>> BEGIN
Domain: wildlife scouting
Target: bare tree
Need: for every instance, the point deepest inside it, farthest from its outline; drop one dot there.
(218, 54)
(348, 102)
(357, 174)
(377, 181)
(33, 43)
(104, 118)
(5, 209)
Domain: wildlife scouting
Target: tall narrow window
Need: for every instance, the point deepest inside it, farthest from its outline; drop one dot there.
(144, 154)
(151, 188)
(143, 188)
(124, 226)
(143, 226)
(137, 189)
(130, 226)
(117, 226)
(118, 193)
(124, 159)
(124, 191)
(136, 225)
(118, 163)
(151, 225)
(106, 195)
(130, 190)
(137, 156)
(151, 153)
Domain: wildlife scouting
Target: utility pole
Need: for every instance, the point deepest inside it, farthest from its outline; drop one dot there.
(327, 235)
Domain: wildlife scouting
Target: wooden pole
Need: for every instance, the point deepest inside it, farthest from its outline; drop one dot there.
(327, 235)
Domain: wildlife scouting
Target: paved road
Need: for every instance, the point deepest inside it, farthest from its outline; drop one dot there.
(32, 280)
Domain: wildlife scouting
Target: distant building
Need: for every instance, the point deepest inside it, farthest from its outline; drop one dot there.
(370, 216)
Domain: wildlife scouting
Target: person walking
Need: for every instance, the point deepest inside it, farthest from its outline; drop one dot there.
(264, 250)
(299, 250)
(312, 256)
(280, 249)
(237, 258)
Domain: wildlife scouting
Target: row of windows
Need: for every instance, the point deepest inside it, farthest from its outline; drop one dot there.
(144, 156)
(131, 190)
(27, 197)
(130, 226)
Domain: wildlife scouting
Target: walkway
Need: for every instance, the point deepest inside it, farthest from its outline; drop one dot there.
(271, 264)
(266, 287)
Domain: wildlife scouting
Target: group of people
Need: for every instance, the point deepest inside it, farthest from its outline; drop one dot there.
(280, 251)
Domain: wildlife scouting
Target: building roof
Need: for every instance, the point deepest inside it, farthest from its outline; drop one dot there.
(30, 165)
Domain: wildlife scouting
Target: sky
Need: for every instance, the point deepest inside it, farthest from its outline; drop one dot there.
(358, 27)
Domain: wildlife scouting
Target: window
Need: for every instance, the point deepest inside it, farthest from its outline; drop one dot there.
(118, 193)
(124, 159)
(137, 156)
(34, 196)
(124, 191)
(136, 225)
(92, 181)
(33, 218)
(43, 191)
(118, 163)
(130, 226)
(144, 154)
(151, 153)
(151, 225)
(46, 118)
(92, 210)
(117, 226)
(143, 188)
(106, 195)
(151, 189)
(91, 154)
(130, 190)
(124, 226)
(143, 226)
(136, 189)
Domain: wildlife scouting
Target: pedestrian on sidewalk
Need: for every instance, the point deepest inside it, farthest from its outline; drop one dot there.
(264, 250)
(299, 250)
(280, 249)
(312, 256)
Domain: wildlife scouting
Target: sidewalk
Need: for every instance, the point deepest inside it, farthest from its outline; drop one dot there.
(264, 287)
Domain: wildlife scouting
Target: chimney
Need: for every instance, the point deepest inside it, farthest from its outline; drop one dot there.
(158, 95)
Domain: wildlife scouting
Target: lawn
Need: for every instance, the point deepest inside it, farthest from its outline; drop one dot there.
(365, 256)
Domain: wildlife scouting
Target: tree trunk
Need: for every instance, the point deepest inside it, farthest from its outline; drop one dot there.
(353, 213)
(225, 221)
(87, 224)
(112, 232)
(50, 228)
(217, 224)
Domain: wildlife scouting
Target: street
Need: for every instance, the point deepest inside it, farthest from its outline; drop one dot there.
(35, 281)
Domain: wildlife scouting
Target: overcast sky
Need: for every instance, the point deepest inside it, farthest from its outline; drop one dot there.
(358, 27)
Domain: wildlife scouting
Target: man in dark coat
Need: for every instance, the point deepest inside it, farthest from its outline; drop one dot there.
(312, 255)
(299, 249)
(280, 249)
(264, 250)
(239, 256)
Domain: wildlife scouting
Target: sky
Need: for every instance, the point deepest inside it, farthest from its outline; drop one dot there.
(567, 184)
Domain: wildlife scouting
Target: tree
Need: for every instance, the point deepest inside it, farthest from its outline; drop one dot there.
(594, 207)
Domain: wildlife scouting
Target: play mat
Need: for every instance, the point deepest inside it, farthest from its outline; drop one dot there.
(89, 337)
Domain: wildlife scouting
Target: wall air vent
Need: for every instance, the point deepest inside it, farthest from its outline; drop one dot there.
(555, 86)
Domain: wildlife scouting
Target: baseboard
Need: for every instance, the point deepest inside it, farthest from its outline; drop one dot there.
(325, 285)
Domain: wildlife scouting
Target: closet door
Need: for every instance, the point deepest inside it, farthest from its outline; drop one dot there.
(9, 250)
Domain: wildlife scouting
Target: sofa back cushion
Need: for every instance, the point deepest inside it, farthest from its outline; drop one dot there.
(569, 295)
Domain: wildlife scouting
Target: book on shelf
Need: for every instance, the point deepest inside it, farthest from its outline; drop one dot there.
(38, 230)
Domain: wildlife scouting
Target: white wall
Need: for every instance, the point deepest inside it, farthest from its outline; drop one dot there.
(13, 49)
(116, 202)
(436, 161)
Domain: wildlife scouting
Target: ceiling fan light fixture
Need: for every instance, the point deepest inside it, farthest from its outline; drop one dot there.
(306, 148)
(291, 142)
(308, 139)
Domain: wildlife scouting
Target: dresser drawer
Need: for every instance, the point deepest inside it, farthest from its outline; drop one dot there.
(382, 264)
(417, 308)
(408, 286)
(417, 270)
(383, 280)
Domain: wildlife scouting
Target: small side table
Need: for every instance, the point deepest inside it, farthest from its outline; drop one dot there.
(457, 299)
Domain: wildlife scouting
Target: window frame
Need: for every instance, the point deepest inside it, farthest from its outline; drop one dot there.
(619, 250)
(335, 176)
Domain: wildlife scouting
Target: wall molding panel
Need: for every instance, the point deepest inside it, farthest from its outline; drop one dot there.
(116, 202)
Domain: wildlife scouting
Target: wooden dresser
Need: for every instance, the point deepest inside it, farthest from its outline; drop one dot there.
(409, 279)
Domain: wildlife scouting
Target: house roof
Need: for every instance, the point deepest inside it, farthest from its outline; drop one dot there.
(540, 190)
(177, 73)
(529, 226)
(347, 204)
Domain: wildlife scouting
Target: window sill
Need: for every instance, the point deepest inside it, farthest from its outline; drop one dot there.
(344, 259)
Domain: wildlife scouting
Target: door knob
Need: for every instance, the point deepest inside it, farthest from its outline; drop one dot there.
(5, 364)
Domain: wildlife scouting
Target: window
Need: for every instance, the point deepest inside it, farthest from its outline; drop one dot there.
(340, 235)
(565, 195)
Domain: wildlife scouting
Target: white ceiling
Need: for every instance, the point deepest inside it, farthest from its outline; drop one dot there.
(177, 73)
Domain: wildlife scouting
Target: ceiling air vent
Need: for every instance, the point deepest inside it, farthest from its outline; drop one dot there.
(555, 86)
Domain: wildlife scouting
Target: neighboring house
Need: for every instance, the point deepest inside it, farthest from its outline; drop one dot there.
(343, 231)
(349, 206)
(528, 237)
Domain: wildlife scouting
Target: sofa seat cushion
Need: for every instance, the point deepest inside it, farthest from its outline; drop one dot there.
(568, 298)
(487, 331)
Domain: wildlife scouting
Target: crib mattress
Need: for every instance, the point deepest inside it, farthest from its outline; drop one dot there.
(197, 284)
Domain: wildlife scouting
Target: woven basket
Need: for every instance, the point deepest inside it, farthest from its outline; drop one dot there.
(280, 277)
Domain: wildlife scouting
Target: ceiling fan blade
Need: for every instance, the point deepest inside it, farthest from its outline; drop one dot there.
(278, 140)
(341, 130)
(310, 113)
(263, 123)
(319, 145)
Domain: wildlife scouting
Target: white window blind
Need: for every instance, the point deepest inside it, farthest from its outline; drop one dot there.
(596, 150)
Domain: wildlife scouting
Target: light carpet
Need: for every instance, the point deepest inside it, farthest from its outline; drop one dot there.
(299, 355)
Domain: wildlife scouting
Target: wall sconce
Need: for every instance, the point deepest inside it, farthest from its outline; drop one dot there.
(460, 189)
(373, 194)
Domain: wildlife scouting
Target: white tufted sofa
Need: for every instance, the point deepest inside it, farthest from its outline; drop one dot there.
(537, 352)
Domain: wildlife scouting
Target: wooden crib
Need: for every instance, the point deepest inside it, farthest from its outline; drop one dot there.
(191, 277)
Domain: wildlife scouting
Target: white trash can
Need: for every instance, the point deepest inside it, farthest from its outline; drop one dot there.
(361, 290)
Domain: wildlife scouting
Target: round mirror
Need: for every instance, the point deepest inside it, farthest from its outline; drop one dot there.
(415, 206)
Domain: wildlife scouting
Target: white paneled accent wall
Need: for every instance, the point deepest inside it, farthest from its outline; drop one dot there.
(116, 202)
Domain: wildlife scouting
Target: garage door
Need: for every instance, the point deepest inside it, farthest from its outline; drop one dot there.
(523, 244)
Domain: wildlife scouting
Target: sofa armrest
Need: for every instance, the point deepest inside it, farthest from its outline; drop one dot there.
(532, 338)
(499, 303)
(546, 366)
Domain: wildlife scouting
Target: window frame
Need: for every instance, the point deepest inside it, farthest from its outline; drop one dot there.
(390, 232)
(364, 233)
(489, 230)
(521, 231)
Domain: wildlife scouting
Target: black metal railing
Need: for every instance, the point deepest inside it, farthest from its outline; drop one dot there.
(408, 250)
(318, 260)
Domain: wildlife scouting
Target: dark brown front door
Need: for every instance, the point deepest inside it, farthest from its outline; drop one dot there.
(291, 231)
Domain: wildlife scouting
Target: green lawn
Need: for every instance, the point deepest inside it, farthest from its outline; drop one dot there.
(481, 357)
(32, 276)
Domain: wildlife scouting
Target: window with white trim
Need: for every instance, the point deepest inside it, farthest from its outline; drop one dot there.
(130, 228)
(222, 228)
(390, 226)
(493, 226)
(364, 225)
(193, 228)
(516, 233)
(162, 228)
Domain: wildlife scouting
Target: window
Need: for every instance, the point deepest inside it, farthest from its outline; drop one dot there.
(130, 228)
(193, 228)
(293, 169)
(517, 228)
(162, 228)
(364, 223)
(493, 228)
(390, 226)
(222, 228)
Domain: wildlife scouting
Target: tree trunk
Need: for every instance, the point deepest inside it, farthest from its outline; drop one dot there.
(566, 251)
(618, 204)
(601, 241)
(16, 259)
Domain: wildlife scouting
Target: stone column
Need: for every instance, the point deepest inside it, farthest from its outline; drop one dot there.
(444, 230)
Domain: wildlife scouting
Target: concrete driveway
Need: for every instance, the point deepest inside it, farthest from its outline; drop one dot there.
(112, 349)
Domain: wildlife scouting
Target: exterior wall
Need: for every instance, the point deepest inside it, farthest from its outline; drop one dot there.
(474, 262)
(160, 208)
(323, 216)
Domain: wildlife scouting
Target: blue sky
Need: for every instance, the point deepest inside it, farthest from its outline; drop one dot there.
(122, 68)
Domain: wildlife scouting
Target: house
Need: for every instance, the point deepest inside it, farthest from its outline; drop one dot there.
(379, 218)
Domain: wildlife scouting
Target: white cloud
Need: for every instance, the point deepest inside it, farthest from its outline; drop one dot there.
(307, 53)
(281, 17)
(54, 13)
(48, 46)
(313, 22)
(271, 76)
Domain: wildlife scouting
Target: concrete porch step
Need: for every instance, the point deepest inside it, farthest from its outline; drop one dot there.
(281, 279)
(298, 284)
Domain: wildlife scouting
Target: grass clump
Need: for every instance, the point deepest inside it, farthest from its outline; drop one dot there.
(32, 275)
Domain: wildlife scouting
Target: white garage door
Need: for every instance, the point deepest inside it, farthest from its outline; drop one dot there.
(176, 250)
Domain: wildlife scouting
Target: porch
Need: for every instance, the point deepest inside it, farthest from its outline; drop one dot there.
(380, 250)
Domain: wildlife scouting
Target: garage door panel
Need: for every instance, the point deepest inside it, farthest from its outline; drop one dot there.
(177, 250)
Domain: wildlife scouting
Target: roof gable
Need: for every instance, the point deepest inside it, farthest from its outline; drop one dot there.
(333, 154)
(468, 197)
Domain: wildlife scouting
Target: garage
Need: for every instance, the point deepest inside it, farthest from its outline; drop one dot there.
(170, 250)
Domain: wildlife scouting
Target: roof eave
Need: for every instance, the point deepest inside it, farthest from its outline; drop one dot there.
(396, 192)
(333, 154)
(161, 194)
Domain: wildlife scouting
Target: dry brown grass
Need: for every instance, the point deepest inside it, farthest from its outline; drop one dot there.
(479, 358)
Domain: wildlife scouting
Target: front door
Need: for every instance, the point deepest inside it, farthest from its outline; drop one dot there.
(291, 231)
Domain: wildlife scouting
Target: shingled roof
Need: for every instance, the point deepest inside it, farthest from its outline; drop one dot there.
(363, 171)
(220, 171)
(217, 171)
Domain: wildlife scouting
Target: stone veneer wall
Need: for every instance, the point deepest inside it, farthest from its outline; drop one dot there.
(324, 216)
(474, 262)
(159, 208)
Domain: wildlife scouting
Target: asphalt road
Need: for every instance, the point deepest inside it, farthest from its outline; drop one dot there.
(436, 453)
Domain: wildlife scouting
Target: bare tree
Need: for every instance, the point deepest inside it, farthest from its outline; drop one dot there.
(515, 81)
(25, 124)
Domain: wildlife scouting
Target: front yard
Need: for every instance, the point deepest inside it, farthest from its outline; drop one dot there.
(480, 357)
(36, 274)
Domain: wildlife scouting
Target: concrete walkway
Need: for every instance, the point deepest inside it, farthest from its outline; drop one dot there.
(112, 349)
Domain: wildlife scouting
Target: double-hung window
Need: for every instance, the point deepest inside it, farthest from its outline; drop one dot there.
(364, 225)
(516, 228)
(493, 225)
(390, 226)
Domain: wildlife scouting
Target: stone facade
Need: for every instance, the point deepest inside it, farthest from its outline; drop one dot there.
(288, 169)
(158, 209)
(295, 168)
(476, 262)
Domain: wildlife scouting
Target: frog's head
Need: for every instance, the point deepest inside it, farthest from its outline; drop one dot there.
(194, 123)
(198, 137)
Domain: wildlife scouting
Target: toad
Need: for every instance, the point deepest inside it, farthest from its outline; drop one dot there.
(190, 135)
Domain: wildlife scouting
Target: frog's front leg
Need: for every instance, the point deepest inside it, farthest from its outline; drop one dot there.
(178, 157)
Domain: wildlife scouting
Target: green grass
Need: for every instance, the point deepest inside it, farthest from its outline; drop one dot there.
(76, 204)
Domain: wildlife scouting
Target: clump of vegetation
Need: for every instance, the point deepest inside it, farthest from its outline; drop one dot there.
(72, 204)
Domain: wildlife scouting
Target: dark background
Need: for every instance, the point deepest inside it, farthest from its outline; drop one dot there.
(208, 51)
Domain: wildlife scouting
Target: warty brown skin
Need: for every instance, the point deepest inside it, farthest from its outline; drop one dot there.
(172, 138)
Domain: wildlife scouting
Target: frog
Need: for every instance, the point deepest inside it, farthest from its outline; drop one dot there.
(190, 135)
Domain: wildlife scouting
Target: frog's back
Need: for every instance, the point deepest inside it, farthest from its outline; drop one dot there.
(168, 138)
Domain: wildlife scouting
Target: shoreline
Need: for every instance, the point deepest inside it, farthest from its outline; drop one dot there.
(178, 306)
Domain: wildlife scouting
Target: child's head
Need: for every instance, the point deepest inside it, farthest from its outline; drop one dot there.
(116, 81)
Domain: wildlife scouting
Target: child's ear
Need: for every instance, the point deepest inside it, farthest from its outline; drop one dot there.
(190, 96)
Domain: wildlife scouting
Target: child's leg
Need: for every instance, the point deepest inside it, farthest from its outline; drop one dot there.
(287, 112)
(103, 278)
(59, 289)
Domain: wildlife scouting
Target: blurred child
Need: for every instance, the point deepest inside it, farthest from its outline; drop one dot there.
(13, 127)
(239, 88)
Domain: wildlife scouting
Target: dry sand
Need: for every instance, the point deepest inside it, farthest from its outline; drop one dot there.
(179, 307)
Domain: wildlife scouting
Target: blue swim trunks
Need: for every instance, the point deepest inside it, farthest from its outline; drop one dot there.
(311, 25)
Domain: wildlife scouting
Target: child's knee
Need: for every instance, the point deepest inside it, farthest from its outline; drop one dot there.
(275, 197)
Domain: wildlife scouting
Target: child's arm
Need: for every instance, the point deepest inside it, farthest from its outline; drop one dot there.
>> END
## WRITTEN REQUEST
Show each line of the material above that contains the word "sofa", copied in full.

## OUTPUT OF THE TASK
Target: sofa back cushion
Target: sofa seat cushion
Target: white tufted sofa
Target: sofa armrest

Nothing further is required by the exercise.